Text segment:

■ ■ ■ ■ ■

President López Obrador and United States President Joe Biden reaffirmed the “enduring partnership” between Mexico and the U.S. during a virtual meeting on Monday and committed to working together on a range of issues including the coronavirus pandemic, which has claimed more than 700,000 lives in the two countries.
Both leaders committed to working jointly to combat the Covid-19 pandemic, to reinvigorate economic cooperation and to explore areas of cooperation on climate change, they said in a joint statement.
López Obrador and Biden also reaffirmed the importance of combatting corruption and maintaining bilateral security cooperation. The security relationship came under pressure late last year after former defense minister Salvador Cienfuegos was arrested on drug trafficking charges by the United States without notifying Mexico of its plan. But in a surprise move apparently designed to appease Mexico, the U.S. dropped the charges and sent the ex-army chief home, where it was determined he didn’t have a case to answer to.
The leaders also discussed migration on Monday and “committed to immigration policies that recognize the dignity of migrants and the imperative of orderly, safe, and regular migration.”
López Obrador said Saturday that he would ask his United States counterpart to consider establishing a guest worker program for Mexican and Central American migrants but the statement made no specific mention of such a proposal.
However, it did say that the two presidents agreed to collaborate to “develop legal pathways for migration” in addition to cooperating to address the root causes of regional migration and to improve migration management.

■ ■ ■ ■ ■

Stored data:
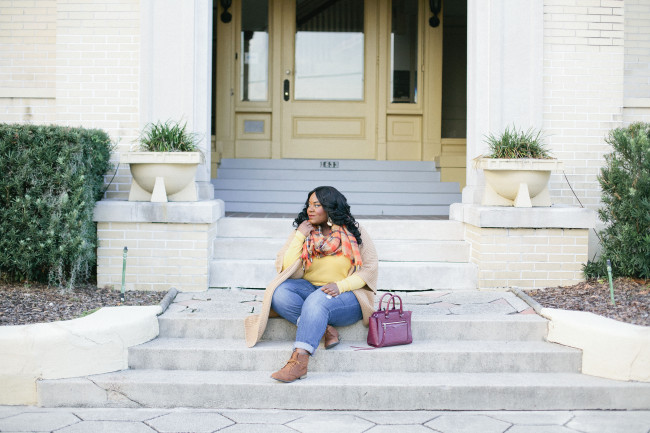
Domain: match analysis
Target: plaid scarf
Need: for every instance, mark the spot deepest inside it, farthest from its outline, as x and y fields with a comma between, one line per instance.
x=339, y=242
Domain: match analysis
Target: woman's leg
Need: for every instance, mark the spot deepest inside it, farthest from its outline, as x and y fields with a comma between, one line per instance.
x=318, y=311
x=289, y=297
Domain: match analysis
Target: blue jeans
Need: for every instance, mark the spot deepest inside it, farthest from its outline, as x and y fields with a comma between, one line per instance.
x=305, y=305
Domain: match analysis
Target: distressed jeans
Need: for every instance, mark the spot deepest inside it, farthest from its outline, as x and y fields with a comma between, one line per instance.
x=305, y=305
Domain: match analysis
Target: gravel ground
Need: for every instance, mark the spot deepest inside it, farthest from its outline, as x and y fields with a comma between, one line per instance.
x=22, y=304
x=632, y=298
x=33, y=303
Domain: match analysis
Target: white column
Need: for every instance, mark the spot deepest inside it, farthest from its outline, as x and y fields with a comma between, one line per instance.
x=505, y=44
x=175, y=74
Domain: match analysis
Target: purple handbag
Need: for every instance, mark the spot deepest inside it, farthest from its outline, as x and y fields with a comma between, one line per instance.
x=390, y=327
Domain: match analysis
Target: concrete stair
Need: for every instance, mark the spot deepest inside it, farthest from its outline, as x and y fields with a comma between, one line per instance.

■ ■ ■ ■ ■

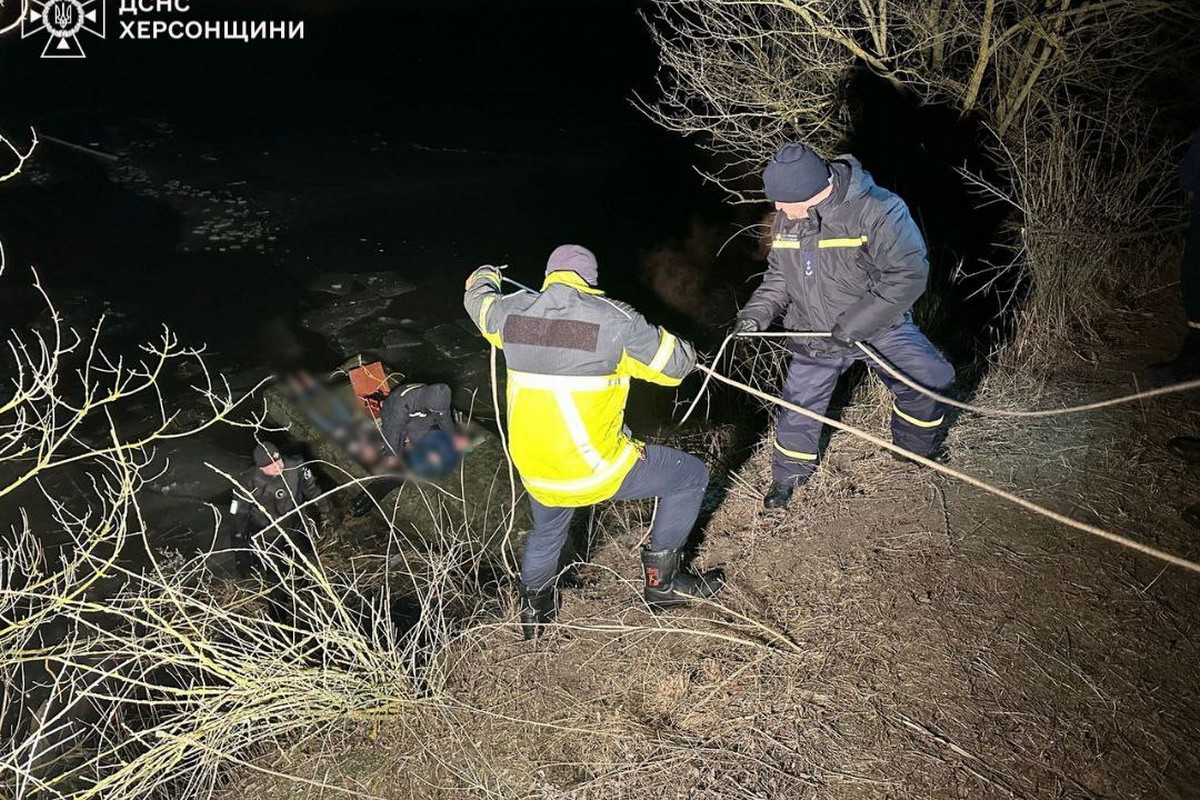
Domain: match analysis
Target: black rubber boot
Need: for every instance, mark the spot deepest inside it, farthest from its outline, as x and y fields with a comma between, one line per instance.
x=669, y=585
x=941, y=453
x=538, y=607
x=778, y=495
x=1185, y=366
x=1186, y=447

■ ■ ■ ■ ■

Task requirements:
[1] In the article on the López Obrador–Biden meeting, retype the stretch from "López Obrador and Biden" through "to answer to.".
[2] Answer these questions from the article on the López Obrador–Biden meeting:
(a) How many lives has the coronavirus pandemic claimed in the two countries?
(b) Who was arrested on drug trafficking charges by the United States late last year?
(c) What did López Obrador say on Saturday that he would ask his United States counterpart to consider?
[3] According to the article on the López Obrador–Biden meeting, why did the security relationship between the two countries come under pressure late last year?

Responses for each task:
[1]
López Obrador and Biden also reaffirmed the importance of combatting corruption and maintaining bilateral security cooperation. The security relationship came under pressure late last year after former defense minister Salvador Cienfuegos was arrested on drug trafficking charges by the United States without notifying Mexico of its plan. But in a surprise move apparently designed to appease Mexico, the U.S. dropped the charges and sent the ex-army chief home, where it was determined he didn’t have a case to answer to.

[2]
(a) More than 700,000.
(b) Former defense minister Salvador Cienfuegos.
(c) Establishing a guest worker program for Mexican and Central American migrants.

[3] Former defense minister Salvador Cienfuegos was arrested on drug trafficking charges by the United States, and the U.S. did not notify Mexico of its plan.